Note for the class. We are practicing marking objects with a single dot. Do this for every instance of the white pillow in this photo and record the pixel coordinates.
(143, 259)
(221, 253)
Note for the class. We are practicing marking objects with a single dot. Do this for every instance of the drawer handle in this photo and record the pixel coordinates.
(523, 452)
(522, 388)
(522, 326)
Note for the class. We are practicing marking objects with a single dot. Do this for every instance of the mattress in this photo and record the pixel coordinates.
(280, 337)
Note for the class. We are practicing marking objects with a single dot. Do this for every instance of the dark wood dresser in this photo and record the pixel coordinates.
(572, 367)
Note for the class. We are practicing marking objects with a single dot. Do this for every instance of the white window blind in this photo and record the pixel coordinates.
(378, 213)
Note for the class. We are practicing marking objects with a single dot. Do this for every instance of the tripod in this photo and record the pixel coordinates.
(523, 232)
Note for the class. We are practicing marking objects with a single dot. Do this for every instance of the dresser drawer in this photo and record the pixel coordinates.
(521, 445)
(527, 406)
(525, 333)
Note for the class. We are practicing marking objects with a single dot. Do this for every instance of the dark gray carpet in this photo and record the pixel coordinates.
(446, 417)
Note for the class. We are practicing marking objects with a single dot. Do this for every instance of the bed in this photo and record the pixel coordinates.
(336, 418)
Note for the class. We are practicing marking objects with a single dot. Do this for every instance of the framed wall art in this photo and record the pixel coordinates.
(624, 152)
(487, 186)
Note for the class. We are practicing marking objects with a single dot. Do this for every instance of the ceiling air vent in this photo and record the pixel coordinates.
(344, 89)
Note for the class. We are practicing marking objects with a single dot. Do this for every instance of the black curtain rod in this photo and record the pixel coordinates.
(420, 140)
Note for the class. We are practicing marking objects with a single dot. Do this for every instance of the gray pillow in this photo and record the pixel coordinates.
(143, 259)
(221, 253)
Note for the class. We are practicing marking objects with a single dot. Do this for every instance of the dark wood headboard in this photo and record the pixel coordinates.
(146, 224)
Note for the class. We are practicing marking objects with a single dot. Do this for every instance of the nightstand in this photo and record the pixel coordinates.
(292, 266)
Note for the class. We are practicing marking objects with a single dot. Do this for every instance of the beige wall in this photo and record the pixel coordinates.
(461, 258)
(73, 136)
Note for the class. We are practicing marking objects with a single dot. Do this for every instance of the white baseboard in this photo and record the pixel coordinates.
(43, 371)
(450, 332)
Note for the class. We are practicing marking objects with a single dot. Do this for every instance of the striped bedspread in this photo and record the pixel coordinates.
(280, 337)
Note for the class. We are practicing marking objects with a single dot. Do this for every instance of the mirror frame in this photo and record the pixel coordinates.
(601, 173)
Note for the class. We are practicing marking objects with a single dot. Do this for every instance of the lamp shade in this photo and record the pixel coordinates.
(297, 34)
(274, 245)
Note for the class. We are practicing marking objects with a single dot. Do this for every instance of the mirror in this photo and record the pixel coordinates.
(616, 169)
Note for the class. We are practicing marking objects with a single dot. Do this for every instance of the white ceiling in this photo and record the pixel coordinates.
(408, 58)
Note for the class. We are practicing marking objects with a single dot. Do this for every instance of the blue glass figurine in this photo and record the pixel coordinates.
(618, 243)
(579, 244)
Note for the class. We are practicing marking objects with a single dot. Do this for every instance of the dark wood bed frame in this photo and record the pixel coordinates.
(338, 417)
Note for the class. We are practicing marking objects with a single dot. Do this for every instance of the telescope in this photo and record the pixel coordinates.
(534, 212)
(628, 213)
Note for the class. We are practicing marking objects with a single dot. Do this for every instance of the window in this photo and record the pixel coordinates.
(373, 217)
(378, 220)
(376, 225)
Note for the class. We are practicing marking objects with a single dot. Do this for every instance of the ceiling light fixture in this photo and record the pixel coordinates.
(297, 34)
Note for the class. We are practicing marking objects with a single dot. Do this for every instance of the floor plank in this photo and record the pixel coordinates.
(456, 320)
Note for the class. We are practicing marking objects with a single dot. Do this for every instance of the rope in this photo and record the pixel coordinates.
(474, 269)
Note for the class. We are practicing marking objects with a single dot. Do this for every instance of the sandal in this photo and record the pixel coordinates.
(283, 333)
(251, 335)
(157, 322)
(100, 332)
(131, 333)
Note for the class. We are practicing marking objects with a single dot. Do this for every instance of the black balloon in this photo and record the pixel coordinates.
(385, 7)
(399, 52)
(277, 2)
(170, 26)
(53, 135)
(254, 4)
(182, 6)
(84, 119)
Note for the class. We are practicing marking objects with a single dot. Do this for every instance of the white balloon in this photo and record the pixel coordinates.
================
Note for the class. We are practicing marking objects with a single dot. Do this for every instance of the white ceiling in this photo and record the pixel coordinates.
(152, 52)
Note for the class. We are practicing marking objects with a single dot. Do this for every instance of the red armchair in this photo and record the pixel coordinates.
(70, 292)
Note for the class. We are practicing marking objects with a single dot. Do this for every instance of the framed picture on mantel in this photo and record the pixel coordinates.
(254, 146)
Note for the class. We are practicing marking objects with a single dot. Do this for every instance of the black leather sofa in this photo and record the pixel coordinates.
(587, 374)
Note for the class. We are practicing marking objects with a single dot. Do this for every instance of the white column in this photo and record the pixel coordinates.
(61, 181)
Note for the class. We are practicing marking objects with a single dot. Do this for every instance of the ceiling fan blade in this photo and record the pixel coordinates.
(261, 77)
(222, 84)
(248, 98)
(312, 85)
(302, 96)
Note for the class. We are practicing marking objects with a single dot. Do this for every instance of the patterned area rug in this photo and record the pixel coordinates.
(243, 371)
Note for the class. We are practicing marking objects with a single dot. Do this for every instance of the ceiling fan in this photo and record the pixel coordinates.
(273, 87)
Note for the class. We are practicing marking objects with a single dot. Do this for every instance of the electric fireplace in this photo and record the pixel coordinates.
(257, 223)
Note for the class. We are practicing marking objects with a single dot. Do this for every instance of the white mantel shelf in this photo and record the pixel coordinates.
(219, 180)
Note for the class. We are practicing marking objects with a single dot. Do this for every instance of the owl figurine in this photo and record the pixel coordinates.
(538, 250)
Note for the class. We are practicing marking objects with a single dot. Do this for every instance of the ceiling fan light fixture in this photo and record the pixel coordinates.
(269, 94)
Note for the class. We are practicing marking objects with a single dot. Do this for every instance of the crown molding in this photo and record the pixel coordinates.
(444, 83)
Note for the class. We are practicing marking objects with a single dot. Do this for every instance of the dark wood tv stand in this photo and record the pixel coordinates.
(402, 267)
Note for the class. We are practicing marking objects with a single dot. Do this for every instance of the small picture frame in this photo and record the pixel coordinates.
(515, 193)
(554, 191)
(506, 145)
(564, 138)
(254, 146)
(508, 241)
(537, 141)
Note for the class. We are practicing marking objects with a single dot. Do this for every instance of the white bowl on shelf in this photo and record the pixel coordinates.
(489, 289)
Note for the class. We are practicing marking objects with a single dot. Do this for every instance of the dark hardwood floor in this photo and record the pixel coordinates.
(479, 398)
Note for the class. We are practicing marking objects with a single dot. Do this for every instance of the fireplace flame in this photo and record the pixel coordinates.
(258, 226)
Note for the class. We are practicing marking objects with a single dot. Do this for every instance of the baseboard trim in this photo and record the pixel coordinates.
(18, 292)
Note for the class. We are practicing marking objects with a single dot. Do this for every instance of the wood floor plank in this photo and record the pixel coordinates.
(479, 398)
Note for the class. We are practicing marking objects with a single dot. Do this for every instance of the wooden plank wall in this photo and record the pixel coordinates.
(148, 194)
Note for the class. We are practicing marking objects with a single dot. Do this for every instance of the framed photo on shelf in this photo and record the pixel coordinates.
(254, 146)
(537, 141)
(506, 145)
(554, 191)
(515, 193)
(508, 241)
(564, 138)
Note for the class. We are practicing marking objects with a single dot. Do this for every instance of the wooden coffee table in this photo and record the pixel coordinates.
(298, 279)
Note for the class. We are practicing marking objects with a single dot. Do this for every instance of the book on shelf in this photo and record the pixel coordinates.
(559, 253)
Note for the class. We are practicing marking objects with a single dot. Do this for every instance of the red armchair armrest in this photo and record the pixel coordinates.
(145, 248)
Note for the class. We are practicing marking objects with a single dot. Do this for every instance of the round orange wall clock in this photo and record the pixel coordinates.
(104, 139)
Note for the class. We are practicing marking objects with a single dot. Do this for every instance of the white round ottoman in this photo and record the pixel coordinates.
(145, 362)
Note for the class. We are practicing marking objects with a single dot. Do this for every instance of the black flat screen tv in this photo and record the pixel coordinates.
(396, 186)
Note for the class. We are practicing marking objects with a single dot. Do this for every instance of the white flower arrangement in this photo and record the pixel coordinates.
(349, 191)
================
Using the entries above, give again exactly the lines from the line holding "of the window" through the line holding "the white balloon". Include both end lines and nothing else.

## RESPONSE TO THE TASK
Note for the class. We are practicing marking objects with a single dot. Do this for every instance of the window in this photo and record the pixel coordinates.
(373, 217)
(378, 220)
(376, 225)
Note for the class. We are practicing marking objects with a single dot. Do this for every instance of the ceiling light fixture in this photo and record the pixel coordinates.
(297, 34)
Note for the class. We are practicing marking objects with a single dot. Do this for every instance of the floor plank in this photo and record the pixel coordinates.
(456, 320)
Note for the class. We are practicing marking objects with a single dot. Do this for every instance of the rope in this photo and record the pixel coordinates.
(474, 269)
Note for the class. We are practicing marking objects with a single dot. Do this for every instance of the sandal in this photo and record the pixel coordinates.
(283, 333)
(251, 335)
(157, 322)
(100, 332)
(131, 333)
Note for the class. We are practicing marking objects with a single dot. Do this for every instance of the black balloon in this photo and record the pixel coordinates.
(385, 7)
(399, 52)
(277, 2)
(170, 26)
(53, 135)
(254, 4)
(182, 6)
(84, 119)
Note for the class. We are practicing marking objects with a single dot. Do this for every instance of the white balloon in this photo and record the pixel coordinates.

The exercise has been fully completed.